Work to do:
- 1) According to the biography of Elizabeth Longford, whom did she marry on 3 November 1931?
- 2) Decide whether each statement agrees with the biography of Elizabeth Longford, answering yes or no and quoting the words that settle it: (a) She was born at 108 Harley Street in Marylebone. (b) She was raised a Roman Catholic. (c) Her biography of the Duke of Wellington came out in 1976.
- 3) Carry the biography of Elizabeth Longford further, starting after its final sentence.

-- start of Passage provided --

Elizabeth Pakenham, Countess of Longford,  (née Harman; 30 August 1906 – 23 October 2002), better known as Elizabeth Longford, was a British historian. She was a member of the Royal Society of Literature and was on the board of trustees of the National Portrait Gallery in London.  She is best known as a historian, especially for her biographies of 19th-century aristocrats such as Queen Victoria (1964), Lord Byron (1976) and the Duke of Wellington (1969).

Early life
Elizabeth Harman was born on 30 August 1906 at 108 Harley Street in Marylebone, London. The daughter of eye specialist Nathaniel Bishop Harman, she was educated at the Francis Holland School, Headington School and was an undergraduate at Lady Margaret Hall, Oxford. "Able, articulate and beautiful", in the words of The New York Times, she was "the Zuleika Dobson of her day, with undergraduates and even dons tumbling over one another to fall in love with her". A few years after her graduation, on 3 November 1931, she married Frank Pakenham, later 7th Earl of Longford, who died in August 2001. Her obituary by the BBC said the marriage was "famously harmonious."  The New York Times, in its review of The Pebbled Shore, called Lady Longford "easily the best writer in what is predominantly a literary family".

She and her husband were both devout Roman Catholic converts, Lady Longford having been raised a Unitarian, and avid social reformers. The Longfords had eight children, among them the writers Lady Antonia Fraser, Lady Rachel Billington, Judith Kazantzis, and Thomas Pakenham. Her brother, John B. Harman, was a physician; his daughter is Labour politician Harriet Harman. Lady Longford was a great-niece of the politician Joseph Chamberlain and a first cousin once removed of the British prime minister Neville Chamberlain.

-- end of Passage provided --
-- start of Supplied data --

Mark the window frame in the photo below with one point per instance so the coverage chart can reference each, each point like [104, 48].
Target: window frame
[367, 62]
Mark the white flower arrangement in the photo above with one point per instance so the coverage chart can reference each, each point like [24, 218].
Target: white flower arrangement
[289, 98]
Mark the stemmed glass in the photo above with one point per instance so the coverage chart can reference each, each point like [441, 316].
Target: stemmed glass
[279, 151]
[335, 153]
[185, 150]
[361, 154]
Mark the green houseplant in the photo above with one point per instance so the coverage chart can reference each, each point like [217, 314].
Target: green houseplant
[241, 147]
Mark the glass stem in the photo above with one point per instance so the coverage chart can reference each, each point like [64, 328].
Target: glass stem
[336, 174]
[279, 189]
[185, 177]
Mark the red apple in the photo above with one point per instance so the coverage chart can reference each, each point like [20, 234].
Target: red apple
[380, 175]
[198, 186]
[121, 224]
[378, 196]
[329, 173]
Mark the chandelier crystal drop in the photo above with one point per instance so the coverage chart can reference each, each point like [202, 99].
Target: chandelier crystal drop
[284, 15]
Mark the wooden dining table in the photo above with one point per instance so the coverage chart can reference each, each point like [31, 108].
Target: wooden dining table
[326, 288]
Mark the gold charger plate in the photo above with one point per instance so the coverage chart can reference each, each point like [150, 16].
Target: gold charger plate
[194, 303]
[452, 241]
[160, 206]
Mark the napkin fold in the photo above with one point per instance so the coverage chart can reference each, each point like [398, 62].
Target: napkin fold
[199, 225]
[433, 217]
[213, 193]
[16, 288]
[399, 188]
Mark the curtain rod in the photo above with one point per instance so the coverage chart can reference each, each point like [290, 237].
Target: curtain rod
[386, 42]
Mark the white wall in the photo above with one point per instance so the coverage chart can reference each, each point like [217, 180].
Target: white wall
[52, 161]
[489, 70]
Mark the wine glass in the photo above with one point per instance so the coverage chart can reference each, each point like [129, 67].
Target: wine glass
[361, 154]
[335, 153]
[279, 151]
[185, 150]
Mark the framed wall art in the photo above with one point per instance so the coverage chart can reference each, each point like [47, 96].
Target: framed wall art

-- end of Supplied data --

Answers for this exercise:
- 1) She married Frank Pakenham, later 7th Earl of Longford.

- 2)
(a) Yes: "born on 30 August 1906 at 108 Harley Street in Marylebone, London."
(b) No: "Lady Longford having been raised a Unitarian."
(c) No: "the Duke of Wellington (1969)."

- 3)
Political career
She made several unsuccessful attempts to win election to the House of Commons as a Labour MP. In 1935 she contested Cheltenham, which was a safely Conservative seat, and in 1950 she was defeated by Quintin Hogg at Oxford. Through the war she had sought selection at Birmingham King's Norton until she felt compelled to cease her candidacy upon her sixth pregnancy in 1944; the seat was a Labour gain in 1945 by 12,000 votes.

Death 
Longford died on 23 October 2002, aged 96, at Bernhurst in Hurst Green, East Sussex.

Publications

 Victoria R.I. (1964) Awarded the James Tait Black Memorial Prize
 Wellington: The Years of the Sword (1969) and Wellington: Pillar Of State (1972), a two-volume biography of the first Duke of Wellington, who numbered among her husband's relatives.
 The Royal House of Windsor (1974)
 Winston Churchill (1974)
 
 Byron (1976)
 A Pilgrimage of Passion: The Life of Wilfrid Scawen Blunt (1979) (I.B. Tauris, re-issued 2007)
 
 Jameson's Raid (1982)
 Elizabeth R: A Biography (1983)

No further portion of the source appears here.